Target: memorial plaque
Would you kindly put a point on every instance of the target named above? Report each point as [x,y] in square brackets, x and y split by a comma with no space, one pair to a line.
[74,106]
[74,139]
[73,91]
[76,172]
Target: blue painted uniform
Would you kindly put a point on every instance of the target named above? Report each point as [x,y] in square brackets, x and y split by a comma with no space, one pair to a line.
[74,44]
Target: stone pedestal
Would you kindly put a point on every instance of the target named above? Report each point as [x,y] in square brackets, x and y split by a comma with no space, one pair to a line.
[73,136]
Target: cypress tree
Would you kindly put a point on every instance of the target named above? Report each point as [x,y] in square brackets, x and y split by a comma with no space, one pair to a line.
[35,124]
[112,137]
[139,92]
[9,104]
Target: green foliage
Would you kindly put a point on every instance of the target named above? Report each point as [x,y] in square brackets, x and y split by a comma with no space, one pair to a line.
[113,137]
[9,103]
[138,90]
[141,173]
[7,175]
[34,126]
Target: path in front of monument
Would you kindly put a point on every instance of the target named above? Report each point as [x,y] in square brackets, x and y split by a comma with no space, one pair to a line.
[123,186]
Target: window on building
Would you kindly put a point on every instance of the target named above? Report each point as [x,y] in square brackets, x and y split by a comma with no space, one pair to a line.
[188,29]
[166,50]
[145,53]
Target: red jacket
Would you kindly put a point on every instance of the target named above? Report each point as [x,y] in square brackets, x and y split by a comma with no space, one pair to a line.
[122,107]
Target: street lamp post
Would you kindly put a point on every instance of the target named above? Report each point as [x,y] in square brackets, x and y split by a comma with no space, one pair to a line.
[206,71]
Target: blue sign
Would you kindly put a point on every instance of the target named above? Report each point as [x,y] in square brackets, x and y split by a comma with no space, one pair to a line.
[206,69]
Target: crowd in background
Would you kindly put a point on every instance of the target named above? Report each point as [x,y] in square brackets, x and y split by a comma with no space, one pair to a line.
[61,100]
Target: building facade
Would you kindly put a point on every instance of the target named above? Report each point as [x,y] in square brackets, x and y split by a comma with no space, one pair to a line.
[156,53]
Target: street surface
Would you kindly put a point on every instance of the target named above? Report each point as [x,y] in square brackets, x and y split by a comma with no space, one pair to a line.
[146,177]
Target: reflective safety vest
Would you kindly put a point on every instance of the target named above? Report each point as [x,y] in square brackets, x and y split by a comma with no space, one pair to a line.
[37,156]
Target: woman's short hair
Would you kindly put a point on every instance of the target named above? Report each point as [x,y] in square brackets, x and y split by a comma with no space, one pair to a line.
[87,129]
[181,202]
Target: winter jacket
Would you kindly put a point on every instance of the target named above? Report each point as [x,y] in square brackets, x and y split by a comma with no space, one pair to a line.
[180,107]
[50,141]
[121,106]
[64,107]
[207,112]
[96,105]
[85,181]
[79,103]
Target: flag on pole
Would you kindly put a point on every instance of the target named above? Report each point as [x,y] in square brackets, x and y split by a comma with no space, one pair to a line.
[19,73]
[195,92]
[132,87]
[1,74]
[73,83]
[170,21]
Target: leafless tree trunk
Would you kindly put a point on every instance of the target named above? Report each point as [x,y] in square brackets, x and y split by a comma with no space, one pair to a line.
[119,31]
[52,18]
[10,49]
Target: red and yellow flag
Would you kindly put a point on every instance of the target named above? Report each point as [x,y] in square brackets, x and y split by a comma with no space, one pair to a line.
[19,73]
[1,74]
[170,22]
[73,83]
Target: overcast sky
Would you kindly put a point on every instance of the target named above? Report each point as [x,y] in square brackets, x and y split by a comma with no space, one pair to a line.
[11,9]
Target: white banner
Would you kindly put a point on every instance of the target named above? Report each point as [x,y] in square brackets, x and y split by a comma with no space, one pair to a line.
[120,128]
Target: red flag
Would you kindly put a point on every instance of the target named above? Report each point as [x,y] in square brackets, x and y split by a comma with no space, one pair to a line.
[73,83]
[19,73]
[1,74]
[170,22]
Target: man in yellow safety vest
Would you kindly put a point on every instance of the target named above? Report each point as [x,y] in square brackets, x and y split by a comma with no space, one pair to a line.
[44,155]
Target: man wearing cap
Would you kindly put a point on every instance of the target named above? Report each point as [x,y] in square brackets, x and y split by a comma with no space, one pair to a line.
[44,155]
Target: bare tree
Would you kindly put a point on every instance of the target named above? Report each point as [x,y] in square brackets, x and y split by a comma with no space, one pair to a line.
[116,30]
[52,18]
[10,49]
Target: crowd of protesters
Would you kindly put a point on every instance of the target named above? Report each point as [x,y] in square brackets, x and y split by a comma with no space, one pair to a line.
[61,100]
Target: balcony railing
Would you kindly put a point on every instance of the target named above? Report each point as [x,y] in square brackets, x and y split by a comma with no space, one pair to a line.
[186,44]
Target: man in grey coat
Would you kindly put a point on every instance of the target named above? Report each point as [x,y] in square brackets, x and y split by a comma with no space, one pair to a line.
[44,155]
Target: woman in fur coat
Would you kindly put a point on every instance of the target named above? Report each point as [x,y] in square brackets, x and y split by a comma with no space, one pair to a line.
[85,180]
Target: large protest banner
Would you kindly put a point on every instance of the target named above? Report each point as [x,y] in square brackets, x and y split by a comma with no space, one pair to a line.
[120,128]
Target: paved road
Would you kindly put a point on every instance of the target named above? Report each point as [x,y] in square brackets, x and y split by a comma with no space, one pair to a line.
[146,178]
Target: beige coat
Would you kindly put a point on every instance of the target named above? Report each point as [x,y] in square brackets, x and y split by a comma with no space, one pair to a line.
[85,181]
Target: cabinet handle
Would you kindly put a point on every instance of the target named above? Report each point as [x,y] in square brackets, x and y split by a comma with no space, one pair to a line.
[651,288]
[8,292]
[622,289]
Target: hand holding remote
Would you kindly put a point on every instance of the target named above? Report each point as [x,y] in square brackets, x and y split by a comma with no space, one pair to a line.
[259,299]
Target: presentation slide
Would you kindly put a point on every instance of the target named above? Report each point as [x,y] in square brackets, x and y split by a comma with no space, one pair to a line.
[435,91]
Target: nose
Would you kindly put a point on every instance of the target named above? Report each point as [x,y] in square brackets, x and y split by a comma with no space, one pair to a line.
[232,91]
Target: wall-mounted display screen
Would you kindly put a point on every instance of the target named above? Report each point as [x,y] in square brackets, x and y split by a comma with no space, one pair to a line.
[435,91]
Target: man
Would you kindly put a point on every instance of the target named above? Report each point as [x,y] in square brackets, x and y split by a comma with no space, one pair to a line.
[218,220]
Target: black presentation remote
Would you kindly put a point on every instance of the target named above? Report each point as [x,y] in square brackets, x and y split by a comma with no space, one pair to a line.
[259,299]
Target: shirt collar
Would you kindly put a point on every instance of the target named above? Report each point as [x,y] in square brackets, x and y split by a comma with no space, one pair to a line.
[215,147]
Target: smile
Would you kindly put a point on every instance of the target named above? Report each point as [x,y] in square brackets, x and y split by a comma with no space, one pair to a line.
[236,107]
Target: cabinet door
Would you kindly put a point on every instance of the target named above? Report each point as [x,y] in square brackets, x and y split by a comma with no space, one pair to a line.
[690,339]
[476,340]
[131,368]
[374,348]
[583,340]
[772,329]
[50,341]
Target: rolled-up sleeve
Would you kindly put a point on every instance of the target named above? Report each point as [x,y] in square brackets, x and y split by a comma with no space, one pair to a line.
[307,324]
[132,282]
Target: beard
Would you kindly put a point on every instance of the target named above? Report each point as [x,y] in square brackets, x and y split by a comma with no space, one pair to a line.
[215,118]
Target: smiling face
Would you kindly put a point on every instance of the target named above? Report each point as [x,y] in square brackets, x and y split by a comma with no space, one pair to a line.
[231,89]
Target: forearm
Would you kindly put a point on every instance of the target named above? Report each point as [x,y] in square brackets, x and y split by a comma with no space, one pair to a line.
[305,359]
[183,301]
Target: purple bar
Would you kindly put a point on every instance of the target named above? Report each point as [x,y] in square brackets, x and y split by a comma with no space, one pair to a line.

TASK => Working from the records above, write out verbatim only the lines from the line containing "Target: blue painted uniform" through the line containing "Target: crowd in background".

EXERCISE OUTPUT =>
Target: blue painted uniform
Would you kindly put a point on every instance of the target named above? Report each point as [x,y] in square brackets, x and y split by a comma with no space, one pair to a line.
[74,44]
Target: stone pedestal
Would you kindly put a point on every instance of the target named above? Report each point as [x,y] in square brackets, x and y split by a comma with no space, one pair to a line.
[73,136]
Target: cypress tree
Would you kindly put a point on every instance of the target named above? Report each point as [x,y] in square brackets, x and y split by a comma with no space, one pair to a line.
[35,124]
[112,137]
[139,92]
[9,104]
Target: green foliage
Would you kindly put a point on every instance of the target named above? Report each point as [x,y] in square brackets, x and y split by a comma with no space, one pair to a line.
[113,137]
[9,103]
[138,90]
[141,173]
[7,175]
[34,126]
Target: path in front of monument
Would you kindly put a point on every instance of the target named above? Report each point as [x,y] in square brackets, x and y split by a comma with no space, one pair to a line.
[123,186]
Target: window on building
Would you kindly put a point on every instance of the target named above? Report each point as [x,y] in square brackets, x and y split by a comma with no space, one pair to a line.
[188,29]
[166,50]
[145,53]
Target: red jacket
Would you kindly put a point on every instance of the target named above? Report each point as [x,y] in square brackets, x and y split by a comma with no space, one pair to a line.
[122,107]
Target: street lamp post
Would you kindly put a point on every instance of the target named above? Report each point as [x,y] in square brackets, x and y split by a comma with no space, one pair to a line.
[206,71]
Target: blue sign
Would you kindly put a point on every instance of the target named above? Report each point as [x,y] in square brackets, x and y split by a comma with no space, one pair to a line.
[206,69]
Target: crowd in background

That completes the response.